Exercise inputs:

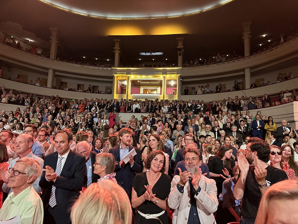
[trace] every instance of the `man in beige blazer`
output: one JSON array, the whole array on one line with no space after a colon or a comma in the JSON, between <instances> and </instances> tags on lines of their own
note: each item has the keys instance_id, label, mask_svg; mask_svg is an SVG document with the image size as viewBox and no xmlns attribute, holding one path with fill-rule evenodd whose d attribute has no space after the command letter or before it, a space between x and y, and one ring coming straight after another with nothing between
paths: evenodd
<instances>
[{"instance_id":1,"label":"man in beige blazer","mask_svg":"<svg viewBox=\"0 0 298 224\"><path fill-rule=\"evenodd\" d=\"M202 174L202 163L196 145L190 143L183 152L187 171L174 177L168 203L175 209L173 224L216 223L213 213L218 202L215 181Z\"/></svg>"}]
</instances>

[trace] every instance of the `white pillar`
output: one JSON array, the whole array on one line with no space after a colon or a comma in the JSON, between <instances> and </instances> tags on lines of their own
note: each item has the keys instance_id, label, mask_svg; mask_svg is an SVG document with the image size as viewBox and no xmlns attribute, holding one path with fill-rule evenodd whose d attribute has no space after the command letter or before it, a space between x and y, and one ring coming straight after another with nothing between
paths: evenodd
<instances>
[{"instance_id":1,"label":"white pillar","mask_svg":"<svg viewBox=\"0 0 298 224\"><path fill-rule=\"evenodd\" d=\"M119 62L120 61L120 48L119 47L120 43L120 40L113 40L115 43L115 47L114 47L114 53L115 53L115 60L114 61L114 67L119 67Z\"/></svg>"},{"instance_id":2,"label":"white pillar","mask_svg":"<svg viewBox=\"0 0 298 224\"><path fill-rule=\"evenodd\" d=\"M244 42L244 56L245 57L250 55L250 46L249 44L249 39L251 37L250 35L251 32L249 31L250 25L252 23L250 22L242 24L243 27L244 32L242 33Z\"/></svg>"},{"instance_id":3,"label":"white pillar","mask_svg":"<svg viewBox=\"0 0 298 224\"><path fill-rule=\"evenodd\" d=\"M177 76L177 89L176 92L177 94L176 94L176 99L180 99L181 98L181 78L180 77L180 75L179 75Z\"/></svg>"},{"instance_id":4,"label":"white pillar","mask_svg":"<svg viewBox=\"0 0 298 224\"><path fill-rule=\"evenodd\" d=\"M117 82L116 82L116 76L113 75L113 84L112 86L112 94L114 96L113 99L116 99L117 93L116 93L116 90L117 89L116 84Z\"/></svg>"},{"instance_id":5,"label":"white pillar","mask_svg":"<svg viewBox=\"0 0 298 224\"><path fill-rule=\"evenodd\" d=\"M131 85L130 82L130 75L128 75L126 78L126 100L128 100L130 97L130 89Z\"/></svg>"},{"instance_id":6,"label":"white pillar","mask_svg":"<svg viewBox=\"0 0 298 224\"><path fill-rule=\"evenodd\" d=\"M46 87L48 88L53 88L53 80L54 80L54 70L53 69L49 69L48 72L48 82Z\"/></svg>"},{"instance_id":7,"label":"white pillar","mask_svg":"<svg viewBox=\"0 0 298 224\"><path fill-rule=\"evenodd\" d=\"M244 70L245 75L245 89L249 89L250 87L250 69L246 68Z\"/></svg>"},{"instance_id":8,"label":"white pillar","mask_svg":"<svg viewBox=\"0 0 298 224\"><path fill-rule=\"evenodd\" d=\"M162 98L164 100L166 99L167 95L167 81L166 80L166 75L162 75Z\"/></svg>"},{"instance_id":9,"label":"white pillar","mask_svg":"<svg viewBox=\"0 0 298 224\"><path fill-rule=\"evenodd\" d=\"M51 40L51 50L50 51L50 58L52 59L55 59L57 53L57 48L56 44L57 43L57 38L56 37L56 34L58 30L55 28L50 28L51 31L51 36L50 37Z\"/></svg>"},{"instance_id":10,"label":"white pillar","mask_svg":"<svg viewBox=\"0 0 298 224\"><path fill-rule=\"evenodd\" d=\"M180 67L183 65L183 53L184 50L183 50L183 43L184 38L176 38L176 40L178 42L178 47L177 48L178 50L177 52L178 53L178 66Z\"/></svg>"}]
</instances>

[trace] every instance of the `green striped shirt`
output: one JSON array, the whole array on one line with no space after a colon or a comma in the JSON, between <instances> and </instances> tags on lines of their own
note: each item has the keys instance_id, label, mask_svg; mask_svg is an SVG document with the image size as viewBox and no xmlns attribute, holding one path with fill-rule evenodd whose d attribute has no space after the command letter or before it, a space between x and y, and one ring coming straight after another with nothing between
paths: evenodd
<instances>
[{"instance_id":1,"label":"green striped shirt","mask_svg":"<svg viewBox=\"0 0 298 224\"><path fill-rule=\"evenodd\" d=\"M8 195L0 209L0 220L5 221L20 215L19 224L42 224L44 208L40 197L30 185L15 197Z\"/></svg>"}]
</instances>

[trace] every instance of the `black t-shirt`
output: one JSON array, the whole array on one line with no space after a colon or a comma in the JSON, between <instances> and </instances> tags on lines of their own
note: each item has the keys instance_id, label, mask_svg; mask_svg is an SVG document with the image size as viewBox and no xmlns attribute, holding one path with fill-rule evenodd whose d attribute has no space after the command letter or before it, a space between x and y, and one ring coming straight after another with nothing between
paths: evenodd
<instances>
[{"instance_id":1,"label":"black t-shirt","mask_svg":"<svg viewBox=\"0 0 298 224\"><path fill-rule=\"evenodd\" d=\"M248 219L255 219L262 194L256 179L253 166L249 168L245 180L245 186L242 198L242 217ZM266 182L268 187L278 182L288 179L283 170L268 166L266 168L267 175Z\"/></svg>"}]
</instances>

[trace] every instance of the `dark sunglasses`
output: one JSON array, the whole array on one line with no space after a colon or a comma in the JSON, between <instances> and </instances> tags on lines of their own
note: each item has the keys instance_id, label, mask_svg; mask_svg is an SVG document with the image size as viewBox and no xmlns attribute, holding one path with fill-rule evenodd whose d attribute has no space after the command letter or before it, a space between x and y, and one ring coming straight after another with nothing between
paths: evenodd
<instances>
[{"instance_id":1,"label":"dark sunglasses","mask_svg":"<svg viewBox=\"0 0 298 224\"><path fill-rule=\"evenodd\" d=\"M270 154L272 156L274 156L275 155L275 153L277 153L277 155L279 156L281 156L281 155L282 152L280 151L277 151L276 152L275 152L274 151L271 151L270 152Z\"/></svg>"}]
</instances>

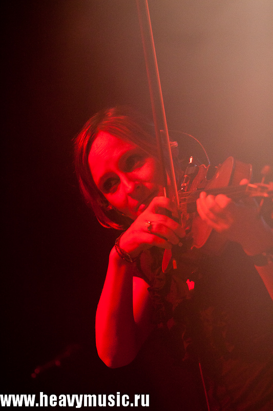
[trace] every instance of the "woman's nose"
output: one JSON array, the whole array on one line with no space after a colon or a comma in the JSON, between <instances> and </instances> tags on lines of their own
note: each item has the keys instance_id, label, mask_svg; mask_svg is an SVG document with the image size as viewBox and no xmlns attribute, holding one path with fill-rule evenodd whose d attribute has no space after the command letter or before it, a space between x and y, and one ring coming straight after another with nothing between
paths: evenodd
<instances>
[{"instance_id":1,"label":"woman's nose","mask_svg":"<svg viewBox=\"0 0 273 411\"><path fill-rule=\"evenodd\" d=\"M126 176L123 176L122 178L124 190L128 194L133 193L138 185L136 181L128 178Z\"/></svg>"}]
</instances>

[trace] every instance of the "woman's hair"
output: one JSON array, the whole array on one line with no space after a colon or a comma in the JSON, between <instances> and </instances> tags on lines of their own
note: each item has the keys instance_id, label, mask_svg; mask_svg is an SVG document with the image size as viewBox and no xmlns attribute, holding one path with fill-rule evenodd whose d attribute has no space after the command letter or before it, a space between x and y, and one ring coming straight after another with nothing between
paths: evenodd
<instances>
[{"instance_id":1,"label":"woman's hair","mask_svg":"<svg viewBox=\"0 0 273 411\"><path fill-rule=\"evenodd\" d=\"M126 229L132 220L111 207L96 185L89 168L88 156L91 145L101 131L133 143L158 158L154 128L133 109L119 106L102 110L91 117L75 140L76 173L86 201L101 225Z\"/></svg>"}]
</instances>

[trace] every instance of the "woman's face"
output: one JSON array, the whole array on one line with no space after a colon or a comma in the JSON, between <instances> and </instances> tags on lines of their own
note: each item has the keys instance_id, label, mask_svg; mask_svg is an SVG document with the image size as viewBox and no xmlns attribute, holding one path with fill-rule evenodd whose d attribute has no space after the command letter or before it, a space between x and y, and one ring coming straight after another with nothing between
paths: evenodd
<instances>
[{"instance_id":1,"label":"woman's face","mask_svg":"<svg viewBox=\"0 0 273 411\"><path fill-rule=\"evenodd\" d=\"M100 132L88 161L99 190L112 206L133 220L154 197L163 195L158 161L133 143Z\"/></svg>"}]
</instances>

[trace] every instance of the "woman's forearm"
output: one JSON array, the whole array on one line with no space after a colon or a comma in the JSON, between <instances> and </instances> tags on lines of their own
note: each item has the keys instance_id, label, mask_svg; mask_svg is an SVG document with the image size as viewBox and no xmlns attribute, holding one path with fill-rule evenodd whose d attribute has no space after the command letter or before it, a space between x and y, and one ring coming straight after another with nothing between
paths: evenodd
<instances>
[{"instance_id":1,"label":"woman's forearm","mask_svg":"<svg viewBox=\"0 0 273 411\"><path fill-rule=\"evenodd\" d=\"M113 249L96 316L96 341L99 356L109 367L125 365L140 346L134 317L134 263L122 259Z\"/></svg>"}]
</instances>

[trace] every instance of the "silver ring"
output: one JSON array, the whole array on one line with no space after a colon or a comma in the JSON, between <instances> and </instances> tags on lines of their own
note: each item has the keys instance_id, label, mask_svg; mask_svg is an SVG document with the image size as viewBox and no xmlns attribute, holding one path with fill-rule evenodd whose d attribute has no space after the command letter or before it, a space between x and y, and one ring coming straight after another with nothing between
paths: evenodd
<instances>
[{"instance_id":1,"label":"silver ring","mask_svg":"<svg viewBox=\"0 0 273 411\"><path fill-rule=\"evenodd\" d=\"M145 223L145 225L147 227L147 230L151 234L152 233L152 228L153 227L153 224L151 221L147 221Z\"/></svg>"}]
</instances>

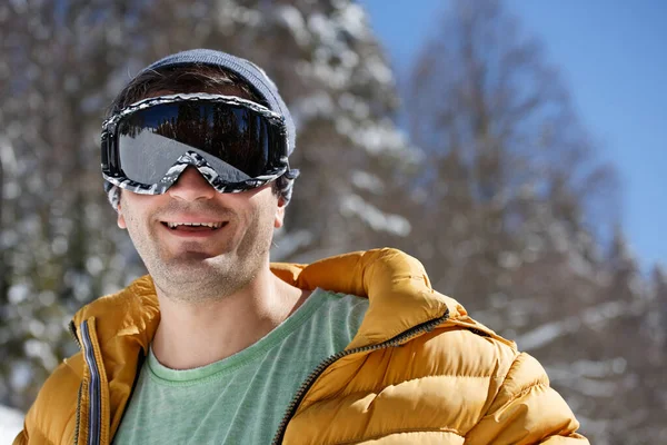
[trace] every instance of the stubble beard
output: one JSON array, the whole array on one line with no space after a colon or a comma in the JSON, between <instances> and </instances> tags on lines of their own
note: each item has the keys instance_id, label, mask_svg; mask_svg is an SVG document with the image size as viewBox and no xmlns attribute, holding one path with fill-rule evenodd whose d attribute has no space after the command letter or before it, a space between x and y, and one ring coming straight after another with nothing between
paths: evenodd
<instances>
[{"instance_id":1,"label":"stubble beard","mask_svg":"<svg viewBox=\"0 0 667 445\"><path fill-rule=\"evenodd\" d=\"M268 263L273 229L260 219L253 215L238 247L233 249L230 239L223 253L215 257L197 251L198 243L192 243L190 251L185 244L185 251L175 255L156 234L133 241L156 287L166 297L190 305L215 303L247 288Z\"/></svg>"}]
</instances>

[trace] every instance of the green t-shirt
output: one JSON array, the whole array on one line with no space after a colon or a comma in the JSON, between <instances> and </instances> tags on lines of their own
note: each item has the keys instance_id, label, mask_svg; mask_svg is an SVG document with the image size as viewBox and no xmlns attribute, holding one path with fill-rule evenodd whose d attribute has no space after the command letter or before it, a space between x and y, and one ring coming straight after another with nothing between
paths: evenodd
<instances>
[{"instance_id":1,"label":"green t-shirt","mask_svg":"<svg viewBox=\"0 0 667 445\"><path fill-rule=\"evenodd\" d=\"M176 370L152 350L115 444L270 444L295 393L357 334L368 299L315 290L256 344L220 362Z\"/></svg>"}]
</instances>

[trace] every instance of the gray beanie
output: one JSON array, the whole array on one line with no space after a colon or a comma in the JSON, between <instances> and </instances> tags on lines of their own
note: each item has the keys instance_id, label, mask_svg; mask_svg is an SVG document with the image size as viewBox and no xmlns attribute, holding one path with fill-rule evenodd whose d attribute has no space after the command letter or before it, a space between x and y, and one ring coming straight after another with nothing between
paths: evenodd
<instances>
[{"instance_id":1,"label":"gray beanie","mask_svg":"<svg viewBox=\"0 0 667 445\"><path fill-rule=\"evenodd\" d=\"M289 113L285 101L278 93L276 83L269 79L267 73L261 68L249 60L211 49L191 49L167 56L163 59L151 63L142 69L137 77L141 76L146 71L156 70L159 68L171 68L181 65L195 63L223 68L239 76L246 83L248 83L255 90L255 92L258 93L266 101L266 103L268 103L270 110L280 113L285 118L288 137L287 155L289 156L292 154L295 150L296 129L291 115ZM279 191L285 199L286 205L291 199L292 186L297 176L299 176L299 170L292 168L283 175L285 180L279 179L279 184L282 185ZM107 191L109 202L118 211L118 205L120 202L120 189L117 186L104 181L104 190Z\"/></svg>"}]
</instances>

Task requirements: Can you copy out, unchanged, every line from the one containing "[trace] every instance of the gray beanie" through the final line of the rows, including both of those lines?

Task result:
[trace] every instance of the gray beanie
output: one JSON array, the whole array on one line with no space after a colon or a comma in the JSON, between <instances> and </instances> tags on lines of their own
note: each item has the keys instance_id, label, mask_svg; mask_svg is an SVG document with the image size as viewBox and no xmlns attribute, holding one path with fill-rule evenodd whose d attribute has no space after the command letter or before it, a space between x and y, and one ring coming straight after another with nothing between
paths: evenodd
<instances>
[{"instance_id":1,"label":"gray beanie","mask_svg":"<svg viewBox=\"0 0 667 445\"><path fill-rule=\"evenodd\" d=\"M289 113L285 101L278 93L276 83L269 79L267 73L261 68L249 60L211 49L191 49L167 56L163 59L151 63L142 69L137 77L141 76L146 71L156 70L159 68L171 68L181 65L195 63L223 68L239 76L246 83L248 83L255 90L255 92L258 93L266 101L266 103L268 103L270 110L280 113L285 118L288 137L287 155L289 156L292 154L295 150L296 129L291 115ZM279 191L285 199L286 205L291 199L292 186L297 176L299 176L299 170L292 168L283 175L285 180L279 179L279 184L282 185ZM107 191L109 202L118 211L118 205L120 202L120 189L117 186L104 181L104 190Z\"/></svg>"}]
</instances>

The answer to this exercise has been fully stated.